◆ YOUR ASSIGNMENT ◆
Rewrite the records with every occurrence of "rough mask" replaced by "coarse mask", changing nothing else. Leave the pictures out of your version.

☆ ☆ ☆ ☆ ☆

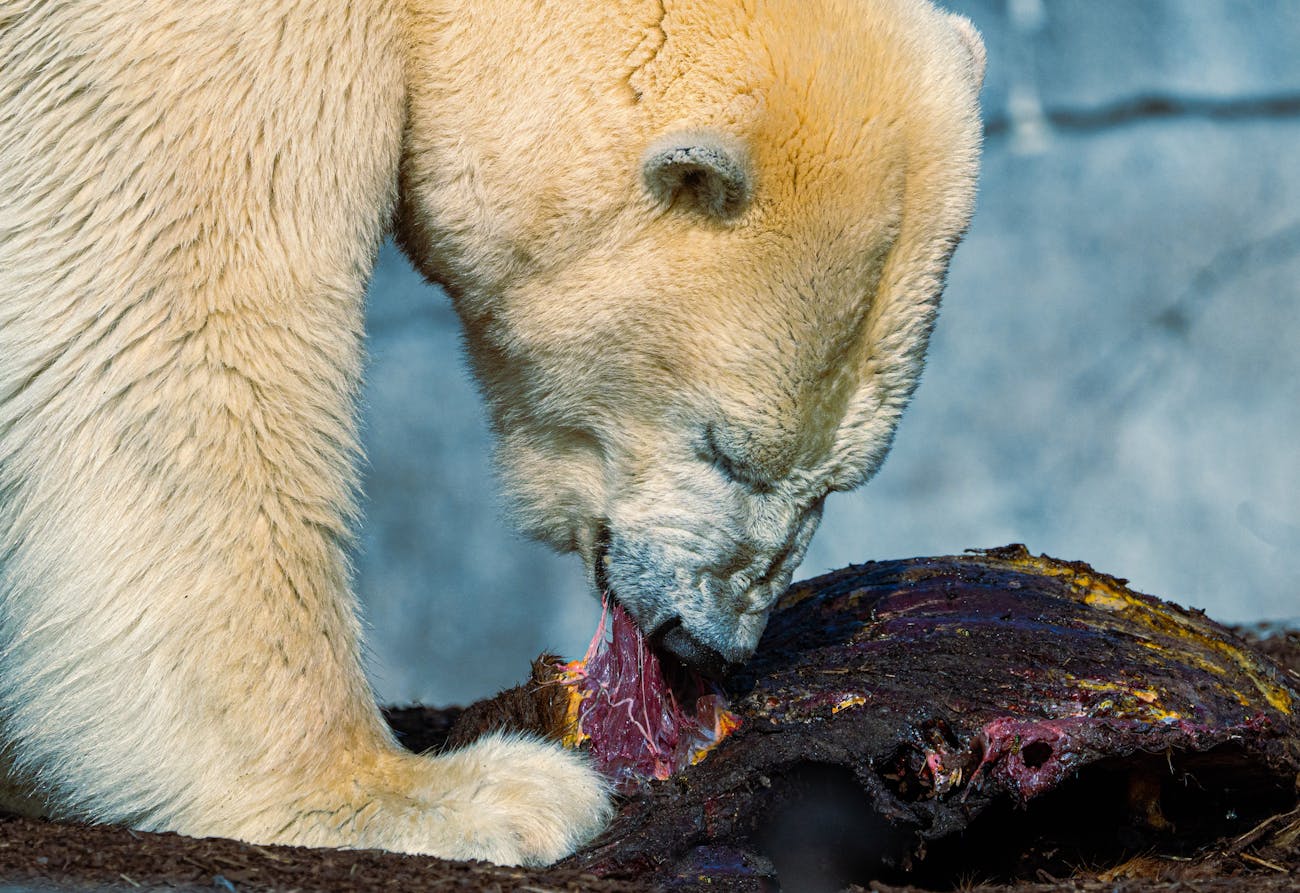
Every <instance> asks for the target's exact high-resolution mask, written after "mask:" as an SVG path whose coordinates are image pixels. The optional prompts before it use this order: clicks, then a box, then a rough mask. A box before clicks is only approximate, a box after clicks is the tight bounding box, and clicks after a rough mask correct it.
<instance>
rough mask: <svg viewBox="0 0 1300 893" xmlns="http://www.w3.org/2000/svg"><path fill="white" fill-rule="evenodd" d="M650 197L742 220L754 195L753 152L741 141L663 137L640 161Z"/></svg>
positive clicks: (698, 135)
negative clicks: (750, 168)
mask: <svg viewBox="0 0 1300 893" xmlns="http://www.w3.org/2000/svg"><path fill="white" fill-rule="evenodd" d="M641 175H642V178H643V179H645V185H646V188H647V190H650V195H653V196H654V198H656V199H658V200H659V201H662V203H663V204H666V205H668V204H672V203H673V201H677V200H684V201H689V203H690V204H692V207H694V208H695V209H697V211H702V212H703V213H706V214H708V216H710V217H716V218H718V220H728V218H731V217H735V216H737V214H738V213H740V212H742V211H744V209H745V208H746V207H748V205H749V200H750V198H751V196H753V191H754V187H753V177H751V175H750V172H749V153H748V152H746V151H745V147H744V146H742V144H741V142H740V140H737V139H733V138H729V136H727V135H724V134H720V133H711V131H702V130H692V131H679V133H673V134H668V135H667V136H660V138H659V139H656V140H655V142H654V143H651V144H650V148H647V149H646V153H645V155H643V156H642V159H641Z"/></svg>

☆ ☆ ☆ ☆ ☆

◆ ANSWER TO THE PROBLEM ◆
Every <instance> asks for the target's exact high-resolution mask, written after "mask:" as an SVG path whose coordinates are image pixels. The optional prompts before it use this order: clicks, then a box, then a coarse mask. A box before clicks is only approximate, a box after clicks is the tight bounding box, and clicks after a coarse mask correct it.
<instance>
coarse mask: <svg viewBox="0 0 1300 893" xmlns="http://www.w3.org/2000/svg"><path fill="white" fill-rule="evenodd" d="M650 197L742 220L754 195L753 152L741 141L663 137L640 161Z"/></svg>
positive clicks: (698, 135)
negative clicks: (750, 168)
mask: <svg viewBox="0 0 1300 893" xmlns="http://www.w3.org/2000/svg"><path fill="white" fill-rule="evenodd" d="M641 175H642V178H643V179H645V185H646V188H647V190H650V195H653V196H654V198H656V199H658V200H659V201H662V203H663V204H666V205H668V204H672V203H673V201H677V200H684V201H689V203H690V204H692V207H694V208H695V209H697V211H702V212H703V213H706V214H708V216H710V217H716V218H718V220H728V218H731V217H735V216H737V214H738V213H740V212H742V211H744V209H745V208H746V207H748V205H749V200H750V198H751V196H753V191H754V187H753V177H751V175H750V172H749V153H748V152H746V151H745V147H744V146H742V144H741V142H740V140H737V139H733V138H729V136H727V135H724V134H720V133H711V131H702V130H692V131H679V133H673V134H668V135H667V136H660V138H659V139H656V140H655V142H654V143H651V144H650V148H647V149H646V153H645V155H643V156H642V159H641Z"/></svg>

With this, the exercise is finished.